Items from a data source

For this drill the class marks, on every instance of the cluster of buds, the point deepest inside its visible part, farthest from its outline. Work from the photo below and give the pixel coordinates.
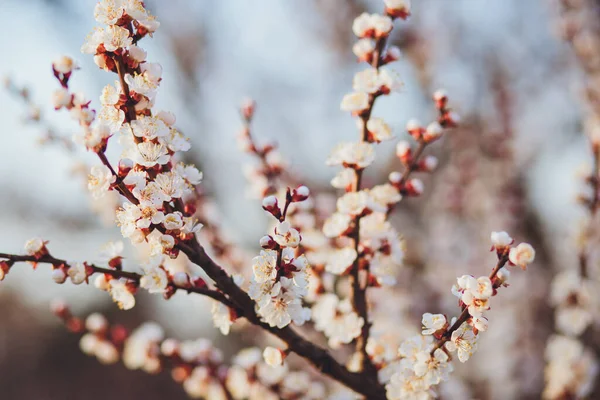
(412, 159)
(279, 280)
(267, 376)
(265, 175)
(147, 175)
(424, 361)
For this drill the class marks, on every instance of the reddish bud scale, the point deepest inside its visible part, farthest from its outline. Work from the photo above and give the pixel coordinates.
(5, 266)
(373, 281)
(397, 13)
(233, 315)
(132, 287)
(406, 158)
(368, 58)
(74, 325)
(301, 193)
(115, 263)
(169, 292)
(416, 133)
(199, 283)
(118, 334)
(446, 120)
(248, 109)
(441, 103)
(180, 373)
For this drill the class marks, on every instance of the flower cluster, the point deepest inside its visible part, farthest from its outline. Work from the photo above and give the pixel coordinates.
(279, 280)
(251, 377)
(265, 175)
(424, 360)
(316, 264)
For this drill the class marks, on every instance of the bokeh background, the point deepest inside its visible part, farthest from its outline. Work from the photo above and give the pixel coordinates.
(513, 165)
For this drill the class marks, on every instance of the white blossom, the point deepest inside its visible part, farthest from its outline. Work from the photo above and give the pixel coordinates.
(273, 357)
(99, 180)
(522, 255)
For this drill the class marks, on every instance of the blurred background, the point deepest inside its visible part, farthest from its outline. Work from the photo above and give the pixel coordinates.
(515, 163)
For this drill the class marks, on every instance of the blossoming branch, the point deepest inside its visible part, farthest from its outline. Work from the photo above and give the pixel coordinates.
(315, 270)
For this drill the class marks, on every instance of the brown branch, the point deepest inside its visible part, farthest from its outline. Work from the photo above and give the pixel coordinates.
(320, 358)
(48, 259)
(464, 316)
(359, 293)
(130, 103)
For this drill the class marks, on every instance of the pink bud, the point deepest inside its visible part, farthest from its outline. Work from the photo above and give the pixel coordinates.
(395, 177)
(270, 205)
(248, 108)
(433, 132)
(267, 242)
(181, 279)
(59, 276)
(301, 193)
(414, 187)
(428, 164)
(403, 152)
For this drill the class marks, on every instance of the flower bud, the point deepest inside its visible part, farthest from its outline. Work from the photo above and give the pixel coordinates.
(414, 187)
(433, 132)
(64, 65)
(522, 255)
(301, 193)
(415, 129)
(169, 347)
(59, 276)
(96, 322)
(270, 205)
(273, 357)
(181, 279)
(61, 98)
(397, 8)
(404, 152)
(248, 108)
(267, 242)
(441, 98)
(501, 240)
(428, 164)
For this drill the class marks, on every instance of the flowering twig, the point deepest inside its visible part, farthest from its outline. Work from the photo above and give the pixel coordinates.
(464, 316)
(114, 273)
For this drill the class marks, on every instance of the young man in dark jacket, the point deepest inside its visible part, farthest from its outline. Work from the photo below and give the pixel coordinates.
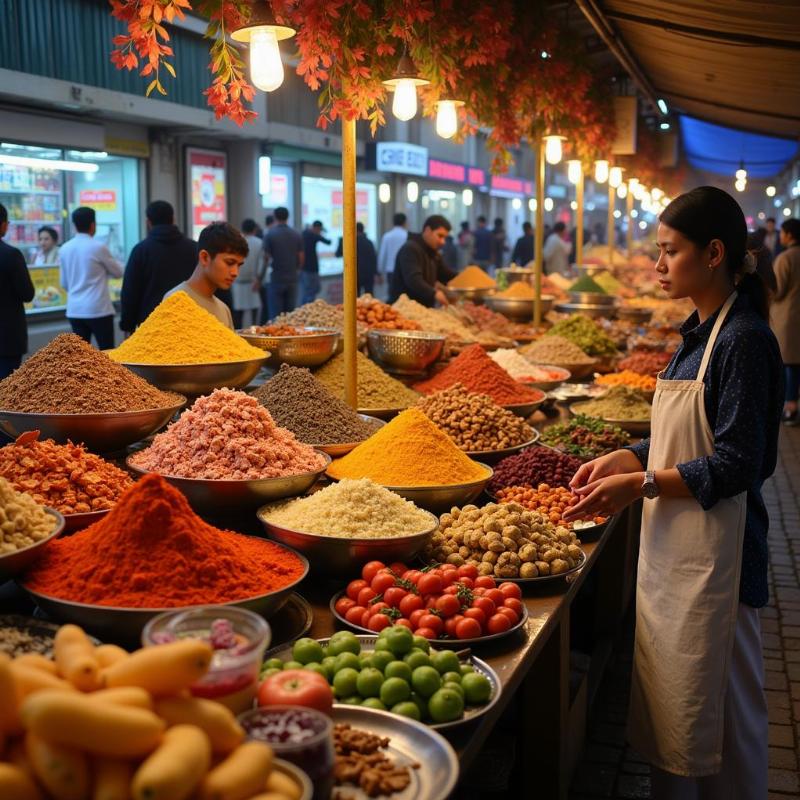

==

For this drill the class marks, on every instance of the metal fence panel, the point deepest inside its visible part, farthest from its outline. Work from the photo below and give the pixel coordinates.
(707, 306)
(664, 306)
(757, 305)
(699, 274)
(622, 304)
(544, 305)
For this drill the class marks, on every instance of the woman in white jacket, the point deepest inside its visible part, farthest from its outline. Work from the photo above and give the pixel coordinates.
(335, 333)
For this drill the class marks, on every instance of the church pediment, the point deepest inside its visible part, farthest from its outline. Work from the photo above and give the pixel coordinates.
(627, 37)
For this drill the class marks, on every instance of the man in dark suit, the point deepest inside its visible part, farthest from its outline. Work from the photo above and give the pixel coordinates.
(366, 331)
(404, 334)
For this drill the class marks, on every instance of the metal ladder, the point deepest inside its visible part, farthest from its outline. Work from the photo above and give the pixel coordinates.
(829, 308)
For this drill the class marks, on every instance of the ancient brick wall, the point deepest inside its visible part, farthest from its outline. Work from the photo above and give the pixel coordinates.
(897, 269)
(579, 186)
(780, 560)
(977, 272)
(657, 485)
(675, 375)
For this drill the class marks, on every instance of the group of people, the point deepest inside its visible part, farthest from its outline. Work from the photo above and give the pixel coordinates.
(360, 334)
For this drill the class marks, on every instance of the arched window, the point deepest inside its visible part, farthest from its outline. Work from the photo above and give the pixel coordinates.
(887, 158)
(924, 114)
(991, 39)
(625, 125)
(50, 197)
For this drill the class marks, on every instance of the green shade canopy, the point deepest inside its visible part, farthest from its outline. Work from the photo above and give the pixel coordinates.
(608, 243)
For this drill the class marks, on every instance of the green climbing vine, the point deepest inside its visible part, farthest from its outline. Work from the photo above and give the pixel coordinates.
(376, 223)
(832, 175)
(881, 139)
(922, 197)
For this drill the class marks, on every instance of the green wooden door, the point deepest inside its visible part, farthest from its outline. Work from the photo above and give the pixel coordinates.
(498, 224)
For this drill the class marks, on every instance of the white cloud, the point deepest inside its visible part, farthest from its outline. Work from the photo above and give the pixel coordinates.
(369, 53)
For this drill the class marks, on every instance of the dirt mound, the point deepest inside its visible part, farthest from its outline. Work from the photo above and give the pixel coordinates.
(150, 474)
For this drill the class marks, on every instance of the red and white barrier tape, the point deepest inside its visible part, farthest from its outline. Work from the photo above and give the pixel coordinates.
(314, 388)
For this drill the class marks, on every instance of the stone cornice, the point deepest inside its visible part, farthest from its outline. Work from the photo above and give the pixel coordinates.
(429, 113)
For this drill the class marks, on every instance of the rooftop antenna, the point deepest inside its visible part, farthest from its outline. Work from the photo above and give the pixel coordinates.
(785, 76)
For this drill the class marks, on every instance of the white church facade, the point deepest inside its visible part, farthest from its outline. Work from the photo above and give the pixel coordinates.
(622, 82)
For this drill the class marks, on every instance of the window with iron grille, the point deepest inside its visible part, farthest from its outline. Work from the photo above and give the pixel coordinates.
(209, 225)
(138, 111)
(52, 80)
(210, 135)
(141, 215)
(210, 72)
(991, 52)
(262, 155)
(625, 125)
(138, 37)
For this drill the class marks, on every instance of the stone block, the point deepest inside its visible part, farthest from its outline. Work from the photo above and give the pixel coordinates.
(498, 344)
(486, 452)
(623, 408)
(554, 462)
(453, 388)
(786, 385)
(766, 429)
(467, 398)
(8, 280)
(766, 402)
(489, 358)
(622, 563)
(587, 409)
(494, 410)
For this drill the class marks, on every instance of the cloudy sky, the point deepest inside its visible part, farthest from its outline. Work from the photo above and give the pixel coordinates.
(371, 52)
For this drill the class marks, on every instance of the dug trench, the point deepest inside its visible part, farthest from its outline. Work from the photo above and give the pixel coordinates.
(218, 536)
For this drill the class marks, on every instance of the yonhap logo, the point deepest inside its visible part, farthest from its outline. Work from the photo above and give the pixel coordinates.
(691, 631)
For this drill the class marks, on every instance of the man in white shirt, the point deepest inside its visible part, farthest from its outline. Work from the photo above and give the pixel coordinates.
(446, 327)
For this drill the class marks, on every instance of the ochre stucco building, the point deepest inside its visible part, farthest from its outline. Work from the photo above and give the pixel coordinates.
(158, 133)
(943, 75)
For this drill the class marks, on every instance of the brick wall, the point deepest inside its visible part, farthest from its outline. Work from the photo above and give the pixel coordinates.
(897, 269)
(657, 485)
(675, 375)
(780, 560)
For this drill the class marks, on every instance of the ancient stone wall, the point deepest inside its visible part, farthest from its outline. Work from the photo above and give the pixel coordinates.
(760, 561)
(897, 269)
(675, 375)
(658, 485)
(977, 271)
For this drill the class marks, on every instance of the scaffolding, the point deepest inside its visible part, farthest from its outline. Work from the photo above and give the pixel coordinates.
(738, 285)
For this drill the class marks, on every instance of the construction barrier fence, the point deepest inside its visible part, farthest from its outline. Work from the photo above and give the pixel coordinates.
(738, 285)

==

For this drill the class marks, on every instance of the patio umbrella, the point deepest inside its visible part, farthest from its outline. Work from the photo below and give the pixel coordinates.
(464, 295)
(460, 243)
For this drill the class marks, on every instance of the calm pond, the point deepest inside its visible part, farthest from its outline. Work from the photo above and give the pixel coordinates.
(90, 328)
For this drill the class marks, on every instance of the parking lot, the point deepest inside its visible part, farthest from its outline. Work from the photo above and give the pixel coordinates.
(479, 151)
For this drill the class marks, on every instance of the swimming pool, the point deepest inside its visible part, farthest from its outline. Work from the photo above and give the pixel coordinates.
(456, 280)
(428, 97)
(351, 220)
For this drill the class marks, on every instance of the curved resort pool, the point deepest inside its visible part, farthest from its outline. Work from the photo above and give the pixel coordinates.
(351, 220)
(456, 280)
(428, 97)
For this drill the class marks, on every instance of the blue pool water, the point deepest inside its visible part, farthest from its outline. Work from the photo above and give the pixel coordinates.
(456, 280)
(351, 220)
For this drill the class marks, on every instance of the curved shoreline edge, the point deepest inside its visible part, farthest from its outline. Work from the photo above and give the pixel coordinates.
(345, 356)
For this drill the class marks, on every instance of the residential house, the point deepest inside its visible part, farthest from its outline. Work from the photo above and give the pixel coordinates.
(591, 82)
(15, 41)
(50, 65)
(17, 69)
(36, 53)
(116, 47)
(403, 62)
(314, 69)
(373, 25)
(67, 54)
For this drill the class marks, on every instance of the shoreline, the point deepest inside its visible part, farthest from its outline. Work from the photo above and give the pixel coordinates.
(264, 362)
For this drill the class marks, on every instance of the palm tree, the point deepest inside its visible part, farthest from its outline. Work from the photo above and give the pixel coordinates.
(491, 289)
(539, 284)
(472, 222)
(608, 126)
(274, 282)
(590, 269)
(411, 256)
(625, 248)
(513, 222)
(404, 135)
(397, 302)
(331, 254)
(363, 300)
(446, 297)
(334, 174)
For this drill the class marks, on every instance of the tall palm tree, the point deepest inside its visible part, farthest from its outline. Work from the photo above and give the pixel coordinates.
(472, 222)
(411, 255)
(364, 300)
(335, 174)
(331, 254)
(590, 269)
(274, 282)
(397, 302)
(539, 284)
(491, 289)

__What you are asked to do__.
The required answer is the run of lines above, starting at the line with "of the brown" and ending at the line with "of the young", reproduced exactly with both ends.

__The completed task__.
For this drill the class marks, on every instance of the brown branch, the point deepest inside its visible part, farthest from its outline. Work from the photo above and give the pixel coordinates.
(320, 358)
(48, 259)
(464, 316)
(359, 293)
(130, 103)
For this drill the class marks, on every instance of the pink bud, the point deepest inside its visible part, farthest from its outline. Work from the photo above and give the pixel coordinates.
(395, 177)
(270, 205)
(248, 108)
(433, 132)
(267, 242)
(181, 279)
(59, 276)
(301, 193)
(414, 187)
(428, 164)
(403, 152)
For this drill the class marks, on every instance of the flower bud, the point deepest inside its visible part, farthest from its outline. Work from the photo above and give the pixel coordinates.
(414, 187)
(433, 132)
(64, 65)
(522, 255)
(301, 193)
(415, 129)
(169, 347)
(59, 276)
(96, 322)
(270, 205)
(273, 357)
(181, 279)
(61, 98)
(397, 8)
(404, 152)
(248, 108)
(267, 242)
(441, 98)
(501, 240)
(428, 164)
For this drill the class marks, on every instance of the flowering twig, the point deepest inside its visible part, farthest from its outline. Work from the photo above and give the pixel coordinates.
(464, 316)
(114, 273)
For this drill the class marks, on every instance of the young man in dark jacket, the point deepest inside its visible part, farthest from its outline. Work from the photo below and give the pixel coordinates.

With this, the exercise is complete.